◆ RECORDS TO PROCESS
◆ ◆ ◆ ◆
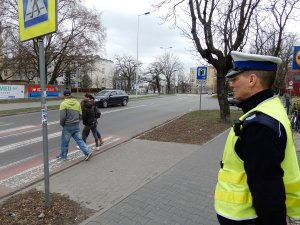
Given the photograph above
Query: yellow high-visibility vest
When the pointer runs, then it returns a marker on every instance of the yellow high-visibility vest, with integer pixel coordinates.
(233, 199)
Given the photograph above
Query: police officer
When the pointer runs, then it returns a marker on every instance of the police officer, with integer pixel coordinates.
(259, 178)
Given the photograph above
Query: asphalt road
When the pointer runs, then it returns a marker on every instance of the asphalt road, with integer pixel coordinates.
(21, 145)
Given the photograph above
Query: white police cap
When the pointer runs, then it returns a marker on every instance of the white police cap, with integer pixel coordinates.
(245, 61)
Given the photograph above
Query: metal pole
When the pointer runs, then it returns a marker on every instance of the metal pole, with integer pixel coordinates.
(137, 51)
(44, 119)
(137, 55)
(200, 94)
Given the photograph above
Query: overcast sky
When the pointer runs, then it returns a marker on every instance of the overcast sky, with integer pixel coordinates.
(120, 18)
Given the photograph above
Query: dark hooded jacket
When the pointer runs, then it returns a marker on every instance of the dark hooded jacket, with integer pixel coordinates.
(88, 114)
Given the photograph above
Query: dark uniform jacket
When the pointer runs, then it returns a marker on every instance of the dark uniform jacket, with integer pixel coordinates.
(262, 151)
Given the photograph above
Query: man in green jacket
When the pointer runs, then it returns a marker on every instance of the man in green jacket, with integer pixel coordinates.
(70, 116)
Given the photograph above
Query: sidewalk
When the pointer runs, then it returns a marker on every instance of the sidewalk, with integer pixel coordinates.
(144, 182)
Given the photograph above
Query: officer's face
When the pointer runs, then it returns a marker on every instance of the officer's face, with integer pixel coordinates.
(241, 86)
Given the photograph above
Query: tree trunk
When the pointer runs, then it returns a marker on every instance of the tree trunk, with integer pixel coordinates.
(222, 97)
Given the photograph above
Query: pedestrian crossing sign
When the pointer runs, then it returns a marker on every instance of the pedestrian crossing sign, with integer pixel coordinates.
(36, 18)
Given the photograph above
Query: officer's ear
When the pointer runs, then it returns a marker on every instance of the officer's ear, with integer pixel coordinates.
(253, 79)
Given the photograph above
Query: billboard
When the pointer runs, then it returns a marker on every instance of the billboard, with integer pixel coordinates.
(11, 91)
(35, 90)
(296, 58)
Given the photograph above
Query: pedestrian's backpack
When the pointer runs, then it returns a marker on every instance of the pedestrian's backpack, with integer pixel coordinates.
(97, 112)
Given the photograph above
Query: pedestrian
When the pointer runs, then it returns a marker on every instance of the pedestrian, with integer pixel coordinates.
(92, 99)
(259, 178)
(70, 116)
(89, 121)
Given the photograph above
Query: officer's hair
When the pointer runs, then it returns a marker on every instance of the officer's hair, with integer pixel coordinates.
(266, 78)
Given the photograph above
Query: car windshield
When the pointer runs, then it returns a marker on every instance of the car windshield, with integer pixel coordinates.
(103, 93)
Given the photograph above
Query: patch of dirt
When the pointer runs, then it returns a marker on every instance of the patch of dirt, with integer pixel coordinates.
(29, 208)
(193, 128)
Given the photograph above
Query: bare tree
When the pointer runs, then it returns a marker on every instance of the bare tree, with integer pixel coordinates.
(125, 67)
(171, 66)
(216, 28)
(80, 34)
(155, 71)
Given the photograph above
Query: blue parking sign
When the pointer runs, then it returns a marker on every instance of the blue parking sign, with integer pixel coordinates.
(201, 72)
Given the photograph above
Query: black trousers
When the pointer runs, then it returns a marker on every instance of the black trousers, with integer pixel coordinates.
(86, 130)
(224, 221)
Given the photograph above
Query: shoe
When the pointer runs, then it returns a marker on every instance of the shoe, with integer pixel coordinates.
(87, 156)
(96, 148)
(60, 158)
(101, 141)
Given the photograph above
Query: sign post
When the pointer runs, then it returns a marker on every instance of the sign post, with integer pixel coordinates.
(202, 77)
(36, 19)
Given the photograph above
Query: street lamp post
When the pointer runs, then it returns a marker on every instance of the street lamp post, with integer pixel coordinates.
(165, 48)
(137, 50)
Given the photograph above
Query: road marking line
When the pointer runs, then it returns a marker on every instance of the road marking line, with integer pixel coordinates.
(33, 173)
(27, 142)
(17, 129)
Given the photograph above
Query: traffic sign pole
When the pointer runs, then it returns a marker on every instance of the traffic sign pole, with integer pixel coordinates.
(44, 119)
(201, 76)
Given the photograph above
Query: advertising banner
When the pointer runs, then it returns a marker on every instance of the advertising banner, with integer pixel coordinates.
(296, 58)
(11, 91)
(35, 90)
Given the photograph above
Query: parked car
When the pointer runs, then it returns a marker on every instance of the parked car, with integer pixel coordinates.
(232, 101)
(106, 98)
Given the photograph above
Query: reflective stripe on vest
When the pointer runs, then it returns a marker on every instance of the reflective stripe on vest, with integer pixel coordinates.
(232, 196)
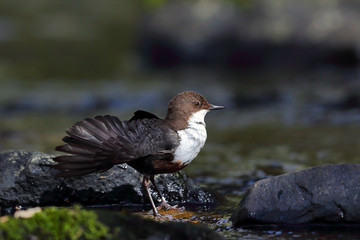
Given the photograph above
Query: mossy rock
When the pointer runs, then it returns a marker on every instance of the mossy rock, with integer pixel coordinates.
(54, 223)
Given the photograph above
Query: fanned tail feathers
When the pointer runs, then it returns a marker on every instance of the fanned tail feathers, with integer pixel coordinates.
(92, 145)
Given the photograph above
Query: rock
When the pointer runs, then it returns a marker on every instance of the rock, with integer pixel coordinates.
(327, 193)
(130, 225)
(28, 180)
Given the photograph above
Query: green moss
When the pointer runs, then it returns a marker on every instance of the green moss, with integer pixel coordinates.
(54, 223)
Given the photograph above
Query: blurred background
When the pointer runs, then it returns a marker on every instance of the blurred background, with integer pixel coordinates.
(287, 72)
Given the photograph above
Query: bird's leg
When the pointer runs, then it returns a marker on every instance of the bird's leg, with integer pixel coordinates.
(164, 204)
(146, 185)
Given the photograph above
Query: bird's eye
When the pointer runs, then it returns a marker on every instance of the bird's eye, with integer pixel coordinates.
(197, 104)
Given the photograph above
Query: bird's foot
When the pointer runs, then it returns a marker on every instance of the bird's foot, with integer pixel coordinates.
(164, 205)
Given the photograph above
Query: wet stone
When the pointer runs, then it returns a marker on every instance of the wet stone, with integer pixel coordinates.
(324, 194)
(28, 180)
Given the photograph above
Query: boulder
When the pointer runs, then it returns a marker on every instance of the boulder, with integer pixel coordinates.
(27, 179)
(323, 194)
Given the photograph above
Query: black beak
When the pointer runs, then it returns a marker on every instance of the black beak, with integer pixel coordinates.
(214, 107)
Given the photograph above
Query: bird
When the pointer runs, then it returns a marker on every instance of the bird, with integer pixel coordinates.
(145, 142)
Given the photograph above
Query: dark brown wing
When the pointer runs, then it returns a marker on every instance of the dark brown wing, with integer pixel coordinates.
(97, 144)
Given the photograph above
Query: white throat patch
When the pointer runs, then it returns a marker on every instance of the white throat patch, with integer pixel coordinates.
(192, 138)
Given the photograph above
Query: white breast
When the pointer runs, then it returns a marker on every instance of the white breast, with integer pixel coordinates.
(192, 139)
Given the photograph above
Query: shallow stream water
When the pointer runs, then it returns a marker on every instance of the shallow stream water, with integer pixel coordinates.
(266, 130)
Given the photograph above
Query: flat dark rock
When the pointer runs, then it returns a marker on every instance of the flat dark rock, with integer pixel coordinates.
(324, 194)
(27, 179)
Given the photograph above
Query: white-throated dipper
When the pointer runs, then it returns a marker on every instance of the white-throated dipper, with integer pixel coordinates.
(148, 144)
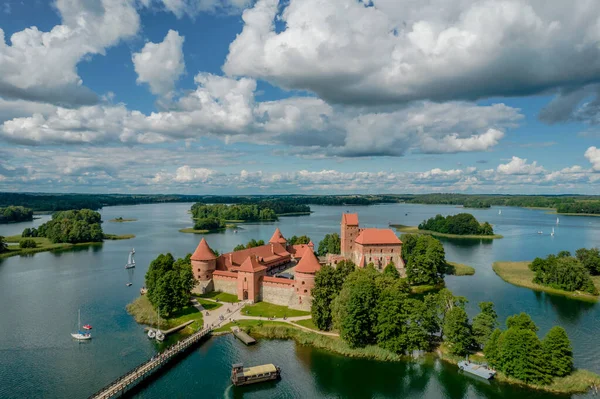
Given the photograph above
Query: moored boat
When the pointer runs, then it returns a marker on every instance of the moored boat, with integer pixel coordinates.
(251, 375)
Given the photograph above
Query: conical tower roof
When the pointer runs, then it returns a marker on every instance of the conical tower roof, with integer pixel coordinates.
(251, 265)
(309, 263)
(203, 252)
(277, 237)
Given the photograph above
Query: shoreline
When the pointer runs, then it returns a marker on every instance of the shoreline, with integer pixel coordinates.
(415, 230)
(518, 274)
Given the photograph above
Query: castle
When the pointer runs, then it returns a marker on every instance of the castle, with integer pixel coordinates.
(248, 273)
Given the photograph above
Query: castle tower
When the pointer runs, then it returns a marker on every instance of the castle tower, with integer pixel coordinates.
(278, 238)
(204, 262)
(304, 276)
(250, 274)
(348, 233)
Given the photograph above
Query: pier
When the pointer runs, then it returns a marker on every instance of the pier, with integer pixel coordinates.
(133, 378)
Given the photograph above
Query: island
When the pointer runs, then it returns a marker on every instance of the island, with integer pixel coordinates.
(462, 225)
(15, 214)
(574, 277)
(65, 230)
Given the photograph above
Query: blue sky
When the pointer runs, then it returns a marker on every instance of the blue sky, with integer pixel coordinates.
(313, 96)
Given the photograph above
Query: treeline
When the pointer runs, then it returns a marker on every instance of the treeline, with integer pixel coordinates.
(565, 272)
(75, 226)
(12, 214)
(460, 224)
(169, 283)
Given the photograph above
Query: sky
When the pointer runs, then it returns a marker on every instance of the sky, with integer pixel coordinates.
(300, 96)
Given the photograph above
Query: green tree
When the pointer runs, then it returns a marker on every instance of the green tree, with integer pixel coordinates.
(457, 331)
(484, 323)
(390, 270)
(557, 347)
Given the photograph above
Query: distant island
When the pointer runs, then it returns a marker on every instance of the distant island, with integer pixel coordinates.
(462, 225)
(15, 214)
(577, 277)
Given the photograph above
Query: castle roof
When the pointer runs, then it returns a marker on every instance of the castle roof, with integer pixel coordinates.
(309, 262)
(277, 237)
(203, 252)
(251, 265)
(350, 219)
(377, 236)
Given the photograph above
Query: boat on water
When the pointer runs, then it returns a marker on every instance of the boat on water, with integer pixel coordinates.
(80, 335)
(130, 261)
(480, 370)
(251, 375)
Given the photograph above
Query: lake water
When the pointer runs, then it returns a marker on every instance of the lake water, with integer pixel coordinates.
(40, 296)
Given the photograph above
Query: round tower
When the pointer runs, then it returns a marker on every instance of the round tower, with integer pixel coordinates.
(204, 262)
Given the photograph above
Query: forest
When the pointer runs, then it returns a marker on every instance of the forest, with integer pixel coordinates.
(566, 272)
(75, 226)
(12, 214)
(460, 224)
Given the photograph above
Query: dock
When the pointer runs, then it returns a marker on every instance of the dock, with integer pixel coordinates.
(146, 370)
(242, 336)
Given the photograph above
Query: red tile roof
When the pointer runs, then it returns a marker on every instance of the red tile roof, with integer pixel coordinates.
(308, 264)
(350, 219)
(203, 252)
(277, 237)
(251, 265)
(377, 236)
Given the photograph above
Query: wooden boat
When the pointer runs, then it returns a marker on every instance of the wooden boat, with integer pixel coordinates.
(245, 376)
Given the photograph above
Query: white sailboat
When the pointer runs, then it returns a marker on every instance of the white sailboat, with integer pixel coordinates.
(130, 261)
(79, 335)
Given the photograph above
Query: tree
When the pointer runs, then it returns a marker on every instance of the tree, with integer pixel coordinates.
(390, 270)
(557, 347)
(331, 244)
(484, 323)
(457, 331)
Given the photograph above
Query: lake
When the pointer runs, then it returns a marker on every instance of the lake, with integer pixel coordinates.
(41, 295)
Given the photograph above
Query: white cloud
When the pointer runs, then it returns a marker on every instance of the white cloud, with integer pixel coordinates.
(396, 51)
(161, 64)
(593, 155)
(42, 66)
(519, 166)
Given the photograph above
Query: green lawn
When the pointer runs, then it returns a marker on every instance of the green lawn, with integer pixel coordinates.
(266, 309)
(221, 296)
(518, 273)
(143, 312)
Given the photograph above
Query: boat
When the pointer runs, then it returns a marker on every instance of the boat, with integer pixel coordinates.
(480, 370)
(251, 375)
(80, 335)
(130, 261)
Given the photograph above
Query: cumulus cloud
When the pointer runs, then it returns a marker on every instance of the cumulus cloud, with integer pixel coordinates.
(593, 155)
(387, 51)
(42, 66)
(161, 64)
(519, 166)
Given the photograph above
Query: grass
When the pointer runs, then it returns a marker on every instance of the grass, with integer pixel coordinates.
(221, 296)
(579, 381)
(518, 273)
(266, 309)
(121, 220)
(118, 237)
(144, 313)
(458, 269)
(415, 230)
(43, 245)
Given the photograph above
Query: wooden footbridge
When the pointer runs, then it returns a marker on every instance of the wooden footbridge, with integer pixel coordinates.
(133, 378)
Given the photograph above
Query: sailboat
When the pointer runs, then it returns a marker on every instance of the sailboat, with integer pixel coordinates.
(130, 261)
(80, 335)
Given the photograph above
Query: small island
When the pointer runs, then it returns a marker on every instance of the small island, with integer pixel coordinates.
(120, 219)
(574, 277)
(462, 225)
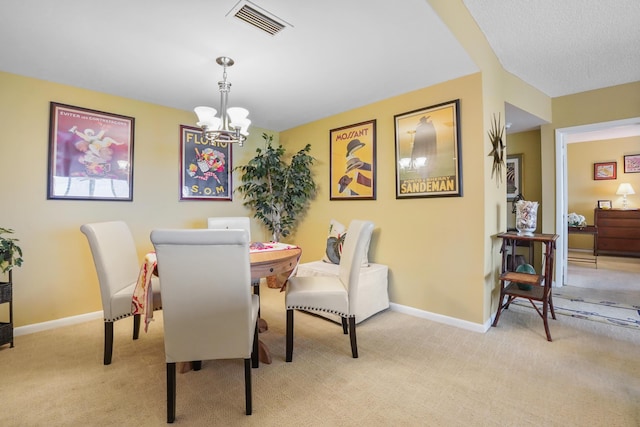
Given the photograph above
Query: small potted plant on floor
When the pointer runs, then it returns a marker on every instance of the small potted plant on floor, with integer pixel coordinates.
(10, 252)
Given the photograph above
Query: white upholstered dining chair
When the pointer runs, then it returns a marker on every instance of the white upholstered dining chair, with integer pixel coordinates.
(117, 265)
(230, 223)
(332, 294)
(208, 309)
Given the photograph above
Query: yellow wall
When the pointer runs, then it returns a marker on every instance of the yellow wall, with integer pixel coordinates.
(57, 278)
(596, 106)
(430, 244)
(584, 192)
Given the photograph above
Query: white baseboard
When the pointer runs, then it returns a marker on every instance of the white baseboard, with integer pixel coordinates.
(52, 324)
(452, 321)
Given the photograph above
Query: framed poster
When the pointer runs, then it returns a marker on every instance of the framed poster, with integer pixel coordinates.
(90, 154)
(607, 170)
(604, 204)
(352, 170)
(428, 157)
(632, 163)
(205, 167)
(514, 176)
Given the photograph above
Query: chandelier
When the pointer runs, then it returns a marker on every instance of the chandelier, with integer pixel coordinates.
(232, 126)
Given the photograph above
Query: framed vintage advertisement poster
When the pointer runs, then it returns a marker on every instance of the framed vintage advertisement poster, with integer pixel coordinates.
(632, 163)
(607, 170)
(205, 167)
(90, 154)
(428, 158)
(514, 176)
(353, 162)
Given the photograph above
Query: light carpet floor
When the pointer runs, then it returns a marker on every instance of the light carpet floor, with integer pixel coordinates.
(411, 372)
(608, 294)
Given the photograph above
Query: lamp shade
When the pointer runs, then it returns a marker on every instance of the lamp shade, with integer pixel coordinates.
(625, 189)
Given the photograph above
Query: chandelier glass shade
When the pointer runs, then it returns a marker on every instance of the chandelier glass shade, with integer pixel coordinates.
(233, 124)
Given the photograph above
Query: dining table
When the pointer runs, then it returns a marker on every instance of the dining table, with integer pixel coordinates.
(267, 259)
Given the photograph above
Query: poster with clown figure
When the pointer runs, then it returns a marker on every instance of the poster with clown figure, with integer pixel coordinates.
(205, 167)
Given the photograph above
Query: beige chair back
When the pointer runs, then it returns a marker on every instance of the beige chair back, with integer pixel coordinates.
(357, 240)
(116, 261)
(208, 309)
(230, 223)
◆ ◆ ◆ ◆
◆ WORK TASK
Take the listing above and repeat exactly the lines from the one containing "grass, with integer pixel coordinates." through the one containing "Query: sailboat", both included.

◆ SOLUTION TO THE PROBLEM
When the pointer runs, then it returns a marker on every instance of the grass, with integer pixel coordinates.
(221, 296)
(579, 381)
(518, 273)
(266, 309)
(121, 220)
(118, 237)
(144, 313)
(458, 269)
(415, 230)
(43, 245)
Given the photograph above
Query: wooden footbridge
When the pointer runs, then it returns a marker on every instance of the wooden footbridge, with integer pixel coordinates.
(133, 378)
Given the photograph above
Query: sailboat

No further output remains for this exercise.